**Directive:** Copy each line below that contains the string "edge". The match is case-sensitive.

[Extracted records]

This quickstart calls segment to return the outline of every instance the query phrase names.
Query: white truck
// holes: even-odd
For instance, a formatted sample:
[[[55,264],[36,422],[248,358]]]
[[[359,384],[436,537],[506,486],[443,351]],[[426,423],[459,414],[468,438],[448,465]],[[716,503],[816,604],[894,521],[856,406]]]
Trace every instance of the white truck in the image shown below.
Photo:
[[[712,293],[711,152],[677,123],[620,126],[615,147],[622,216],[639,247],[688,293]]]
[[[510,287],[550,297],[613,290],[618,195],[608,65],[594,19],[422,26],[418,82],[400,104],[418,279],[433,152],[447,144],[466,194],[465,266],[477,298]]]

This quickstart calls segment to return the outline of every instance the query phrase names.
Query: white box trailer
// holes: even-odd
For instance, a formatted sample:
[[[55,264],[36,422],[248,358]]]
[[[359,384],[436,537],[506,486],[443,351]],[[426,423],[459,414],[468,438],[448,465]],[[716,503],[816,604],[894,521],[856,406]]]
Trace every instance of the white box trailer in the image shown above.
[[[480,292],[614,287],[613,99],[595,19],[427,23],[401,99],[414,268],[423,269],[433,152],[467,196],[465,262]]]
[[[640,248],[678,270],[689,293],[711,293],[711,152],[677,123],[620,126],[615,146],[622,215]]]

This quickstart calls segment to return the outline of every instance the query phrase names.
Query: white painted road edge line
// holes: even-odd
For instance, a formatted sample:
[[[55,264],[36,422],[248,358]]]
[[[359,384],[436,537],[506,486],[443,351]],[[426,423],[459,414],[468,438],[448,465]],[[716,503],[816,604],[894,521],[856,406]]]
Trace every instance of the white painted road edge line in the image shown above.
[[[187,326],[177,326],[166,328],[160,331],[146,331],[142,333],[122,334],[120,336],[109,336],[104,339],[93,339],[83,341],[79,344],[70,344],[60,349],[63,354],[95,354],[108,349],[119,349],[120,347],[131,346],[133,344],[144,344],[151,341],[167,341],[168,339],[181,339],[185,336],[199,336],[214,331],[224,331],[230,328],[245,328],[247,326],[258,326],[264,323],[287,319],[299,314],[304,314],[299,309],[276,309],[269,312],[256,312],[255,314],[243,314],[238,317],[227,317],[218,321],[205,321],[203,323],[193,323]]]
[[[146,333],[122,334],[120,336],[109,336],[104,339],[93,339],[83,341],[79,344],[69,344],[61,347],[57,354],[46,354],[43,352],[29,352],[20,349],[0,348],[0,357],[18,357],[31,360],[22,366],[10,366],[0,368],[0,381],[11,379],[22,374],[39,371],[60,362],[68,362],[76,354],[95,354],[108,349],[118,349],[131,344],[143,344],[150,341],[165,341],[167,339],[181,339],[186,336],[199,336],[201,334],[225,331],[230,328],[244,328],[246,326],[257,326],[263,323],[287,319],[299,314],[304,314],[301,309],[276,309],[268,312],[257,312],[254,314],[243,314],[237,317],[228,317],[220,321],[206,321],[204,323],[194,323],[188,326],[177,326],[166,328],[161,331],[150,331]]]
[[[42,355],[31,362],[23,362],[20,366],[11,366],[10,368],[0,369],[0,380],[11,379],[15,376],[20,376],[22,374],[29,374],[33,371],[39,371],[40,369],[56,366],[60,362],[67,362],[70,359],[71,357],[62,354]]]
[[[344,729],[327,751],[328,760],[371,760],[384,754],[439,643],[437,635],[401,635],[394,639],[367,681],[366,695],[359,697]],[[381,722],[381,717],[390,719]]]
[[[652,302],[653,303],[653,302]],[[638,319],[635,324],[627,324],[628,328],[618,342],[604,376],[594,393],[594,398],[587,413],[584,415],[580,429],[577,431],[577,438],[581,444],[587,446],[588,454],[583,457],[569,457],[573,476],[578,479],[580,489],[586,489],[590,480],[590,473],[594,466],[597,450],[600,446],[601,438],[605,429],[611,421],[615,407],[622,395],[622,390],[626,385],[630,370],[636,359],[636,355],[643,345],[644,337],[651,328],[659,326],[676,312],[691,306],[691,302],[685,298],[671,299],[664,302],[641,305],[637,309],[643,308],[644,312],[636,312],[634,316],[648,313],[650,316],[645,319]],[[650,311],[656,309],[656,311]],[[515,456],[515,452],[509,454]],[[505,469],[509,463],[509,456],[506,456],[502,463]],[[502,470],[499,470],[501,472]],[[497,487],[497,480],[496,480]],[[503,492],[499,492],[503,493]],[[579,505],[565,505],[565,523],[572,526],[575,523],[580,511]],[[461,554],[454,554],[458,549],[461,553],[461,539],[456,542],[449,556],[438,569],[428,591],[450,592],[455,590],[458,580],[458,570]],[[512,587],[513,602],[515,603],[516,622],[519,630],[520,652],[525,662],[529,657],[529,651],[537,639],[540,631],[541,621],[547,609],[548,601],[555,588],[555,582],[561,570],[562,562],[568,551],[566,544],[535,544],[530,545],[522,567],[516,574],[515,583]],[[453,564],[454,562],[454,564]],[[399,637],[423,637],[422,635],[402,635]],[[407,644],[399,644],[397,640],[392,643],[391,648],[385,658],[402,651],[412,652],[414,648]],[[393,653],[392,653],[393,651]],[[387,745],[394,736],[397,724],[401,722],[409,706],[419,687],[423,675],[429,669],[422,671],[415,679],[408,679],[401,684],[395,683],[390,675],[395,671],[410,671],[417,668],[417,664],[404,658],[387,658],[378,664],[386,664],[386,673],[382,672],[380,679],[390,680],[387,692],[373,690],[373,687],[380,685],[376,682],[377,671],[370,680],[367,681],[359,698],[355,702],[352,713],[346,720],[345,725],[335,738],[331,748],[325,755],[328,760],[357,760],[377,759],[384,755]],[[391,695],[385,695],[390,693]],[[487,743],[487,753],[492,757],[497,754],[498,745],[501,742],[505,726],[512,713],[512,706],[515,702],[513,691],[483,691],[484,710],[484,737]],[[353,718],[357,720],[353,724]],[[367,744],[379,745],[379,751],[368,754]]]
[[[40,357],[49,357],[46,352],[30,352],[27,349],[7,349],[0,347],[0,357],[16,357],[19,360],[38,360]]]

**Task answer:**
Query: white painted road edge line
Trace every instance of the white painted road edge line in the image shown above.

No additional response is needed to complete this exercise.